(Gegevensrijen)
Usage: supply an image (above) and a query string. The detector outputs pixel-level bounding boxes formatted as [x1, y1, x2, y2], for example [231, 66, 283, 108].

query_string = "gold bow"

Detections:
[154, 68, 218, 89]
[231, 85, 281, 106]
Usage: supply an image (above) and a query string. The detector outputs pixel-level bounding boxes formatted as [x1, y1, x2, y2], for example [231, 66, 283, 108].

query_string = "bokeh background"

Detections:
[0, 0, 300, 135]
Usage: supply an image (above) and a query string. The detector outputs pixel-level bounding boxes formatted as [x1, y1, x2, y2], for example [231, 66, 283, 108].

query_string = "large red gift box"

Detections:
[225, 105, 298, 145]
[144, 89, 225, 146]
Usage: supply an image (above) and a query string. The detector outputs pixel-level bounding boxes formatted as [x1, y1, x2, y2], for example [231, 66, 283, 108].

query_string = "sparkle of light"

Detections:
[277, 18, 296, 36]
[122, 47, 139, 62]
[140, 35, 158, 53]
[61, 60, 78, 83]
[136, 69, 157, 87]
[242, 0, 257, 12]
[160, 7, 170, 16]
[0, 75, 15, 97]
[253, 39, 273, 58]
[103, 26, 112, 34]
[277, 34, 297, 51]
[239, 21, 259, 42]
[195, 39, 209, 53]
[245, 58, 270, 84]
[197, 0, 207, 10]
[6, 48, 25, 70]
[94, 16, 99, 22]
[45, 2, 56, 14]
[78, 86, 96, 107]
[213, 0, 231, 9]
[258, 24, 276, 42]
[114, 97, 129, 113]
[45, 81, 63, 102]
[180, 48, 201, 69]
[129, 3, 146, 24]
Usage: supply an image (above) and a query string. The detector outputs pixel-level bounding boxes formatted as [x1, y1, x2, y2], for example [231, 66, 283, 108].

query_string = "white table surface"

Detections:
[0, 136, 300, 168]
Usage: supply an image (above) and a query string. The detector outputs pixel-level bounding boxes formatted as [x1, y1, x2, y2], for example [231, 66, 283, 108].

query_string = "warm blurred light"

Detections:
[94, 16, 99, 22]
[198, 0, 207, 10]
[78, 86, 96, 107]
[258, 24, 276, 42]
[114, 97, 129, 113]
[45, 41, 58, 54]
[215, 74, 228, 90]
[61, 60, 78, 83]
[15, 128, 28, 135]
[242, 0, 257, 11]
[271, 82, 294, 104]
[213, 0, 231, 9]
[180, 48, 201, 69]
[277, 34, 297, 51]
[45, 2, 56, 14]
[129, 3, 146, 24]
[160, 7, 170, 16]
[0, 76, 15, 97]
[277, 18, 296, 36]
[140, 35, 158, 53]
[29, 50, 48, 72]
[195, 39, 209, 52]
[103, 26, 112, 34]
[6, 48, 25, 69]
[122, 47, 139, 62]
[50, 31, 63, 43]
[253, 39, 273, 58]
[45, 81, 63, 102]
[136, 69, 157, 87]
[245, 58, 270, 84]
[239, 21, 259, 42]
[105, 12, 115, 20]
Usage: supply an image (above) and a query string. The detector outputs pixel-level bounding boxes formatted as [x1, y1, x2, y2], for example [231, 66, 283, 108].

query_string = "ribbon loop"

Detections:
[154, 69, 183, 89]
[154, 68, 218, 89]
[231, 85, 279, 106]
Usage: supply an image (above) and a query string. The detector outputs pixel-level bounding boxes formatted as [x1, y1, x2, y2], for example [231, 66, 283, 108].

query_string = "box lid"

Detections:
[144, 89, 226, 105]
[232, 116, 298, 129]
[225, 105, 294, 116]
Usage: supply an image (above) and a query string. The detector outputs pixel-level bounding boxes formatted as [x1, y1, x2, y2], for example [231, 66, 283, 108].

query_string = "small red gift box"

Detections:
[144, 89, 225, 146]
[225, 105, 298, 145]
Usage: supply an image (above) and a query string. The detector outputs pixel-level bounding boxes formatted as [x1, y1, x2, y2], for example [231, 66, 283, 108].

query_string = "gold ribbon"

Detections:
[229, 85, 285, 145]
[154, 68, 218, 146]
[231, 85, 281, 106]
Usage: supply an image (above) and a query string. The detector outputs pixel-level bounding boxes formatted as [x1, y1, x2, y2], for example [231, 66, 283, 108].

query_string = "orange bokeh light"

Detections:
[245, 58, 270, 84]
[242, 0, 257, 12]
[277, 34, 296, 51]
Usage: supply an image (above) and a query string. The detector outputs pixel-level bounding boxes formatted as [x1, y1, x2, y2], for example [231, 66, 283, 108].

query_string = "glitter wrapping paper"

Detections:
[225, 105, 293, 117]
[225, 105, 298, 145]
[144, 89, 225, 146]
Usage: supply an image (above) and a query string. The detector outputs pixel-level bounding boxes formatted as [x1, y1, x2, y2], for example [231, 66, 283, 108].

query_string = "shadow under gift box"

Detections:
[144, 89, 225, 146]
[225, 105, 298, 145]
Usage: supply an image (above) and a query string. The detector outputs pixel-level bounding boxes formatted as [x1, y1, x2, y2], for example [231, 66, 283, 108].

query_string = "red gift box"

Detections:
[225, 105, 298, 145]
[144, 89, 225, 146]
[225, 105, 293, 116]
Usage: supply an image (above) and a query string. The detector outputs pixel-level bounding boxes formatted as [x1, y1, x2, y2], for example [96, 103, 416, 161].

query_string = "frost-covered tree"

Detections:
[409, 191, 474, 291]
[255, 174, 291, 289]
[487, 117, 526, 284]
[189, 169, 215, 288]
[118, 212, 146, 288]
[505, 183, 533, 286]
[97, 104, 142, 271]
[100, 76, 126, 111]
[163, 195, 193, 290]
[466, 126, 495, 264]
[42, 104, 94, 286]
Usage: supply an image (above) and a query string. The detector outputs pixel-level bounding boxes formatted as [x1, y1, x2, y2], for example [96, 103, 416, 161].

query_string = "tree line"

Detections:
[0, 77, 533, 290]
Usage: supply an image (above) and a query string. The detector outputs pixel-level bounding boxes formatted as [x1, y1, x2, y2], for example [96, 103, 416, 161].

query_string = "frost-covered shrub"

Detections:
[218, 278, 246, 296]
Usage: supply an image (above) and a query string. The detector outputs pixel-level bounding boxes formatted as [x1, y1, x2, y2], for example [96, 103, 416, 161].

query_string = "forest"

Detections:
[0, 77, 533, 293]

Opdracht:
Tel in de rijen hierboven het aantal regels waarin het woord "covered" voorkomt, waarbij hoofdletters en kleine letters als verschillend gelden. Geef alleen dat aantal.

Antwoord:
2